- _Document extract_
----------------
Edgar lost the appeal.

While reading *Chasing the Sun: Dictionary Makers and the Dictionaries
They Made* by Jonathon Green, New York: Henry Holt and Company, (C)
1996, I came across an interesting term which is relevant to the
phenomenon: "the Unidentified Authorizing Dictionary," or "UAD."


[quote, from page 18 of Green]

The writer John Algeo, suggesting that only the Bible is similarly
revered, has coined the term "lexicographicolatry" for the concept.
That, again like the Bible, the book became "more venerated than
used...mattered little. A literate household without a dictionary (and
it mattered not what dictionary) was as badly exposed as a shoe
salesman without his pants." The whole concept is epitomized in the
use of a single, all-encompassing phrase: _the dictionary,_
characterized by Rosamund Moon as "UAD: the Unidentified Authorizing
Dictionary, usually referred to as 'the dictionary,' but very
occasionally as 'my dictionary.'" As McDavid notes, the actual
publisher--Random House, Merriam-Webster, OUP--is of marginal
interest. In such remarks as "Is it in the Dictionary?" or "Look it up
in the Dictionary" the dictionary is as monolithic an entity as is
"The Bible," and carries for believers a similar weight of intrinsic
authority.
----------------
- _Exercise details_
Continue the passage above about the "Unidentified Authorizing Dictionary" from its final sentence.

- _Listed records_
----------------
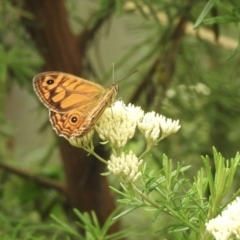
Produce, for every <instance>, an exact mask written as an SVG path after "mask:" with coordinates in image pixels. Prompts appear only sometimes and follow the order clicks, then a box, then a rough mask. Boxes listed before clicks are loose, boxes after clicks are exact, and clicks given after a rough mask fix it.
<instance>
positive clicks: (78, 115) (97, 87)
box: [33, 72, 118, 139]
mask: <svg viewBox="0 0 240 240" xmlns="http://www.w3.org/2000/svg"><path fill="white" fill-rule="evenodd" d="M33 88H34V90H35V92H36V94H37V95H38V97H39V99H40V100H41V101H42V103H43V104H44V105H45V106H46V107H47V108H48V109H49V118H50V122H51V123H52V127H53V129H54V130H55V131H56V133H57V134H58V135H59V136H63V137H65V138H67V139H69V138H74V137H82V136H84V135H86V134H87V133H88V132H89V131H90V130H91V129H92V128H93V126H94V124H95V123H96V122H97V120H98V119H99V118H100V117H101V115H102V113H103V112H104V110H105V109H106V108H107V107H108V106H110V105H111V104H112V103H113V102H114V100H115V96H116V95H117V92H118V85H117V84H114V85H112V86H111V87H109V88H104V87H102V86H101V85H99V84H97V83H93V82H90V81H88V80H85V79H83V78H80V77H76V76H74V75H71V74H68V73H63V72H43V73H40V74H38V75H36V76H35V77H34V78H33Z"/></svg>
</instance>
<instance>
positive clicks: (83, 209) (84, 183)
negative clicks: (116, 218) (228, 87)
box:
----------------
- _Result for this task_
[end quote]


Moon coined the term in "Objective or Objectionable: Ideological
Aspects of Dictionaries" in _English Language Research 3,_ Birmingham,
England, 1989. Green later quotes again from that work:


[quote, from page 457 of Green]

The mistake, suggests Rosamund Moon, is to believe in any myth of
authority in the first place. "The real subversiveness of dictionaries
does not lie in their condoning or even encouraging nonstandard uses,
as the critics of WNID3 [W3] claimed, but rather in their practice of
covertly promoting the personal views of lexicographers responsible
while overtly setting out those views as if fact. Dictionaries' claims
to 'authority' are hollow: the UAD [Unidentified Authorizing
Dictionary] is a myth."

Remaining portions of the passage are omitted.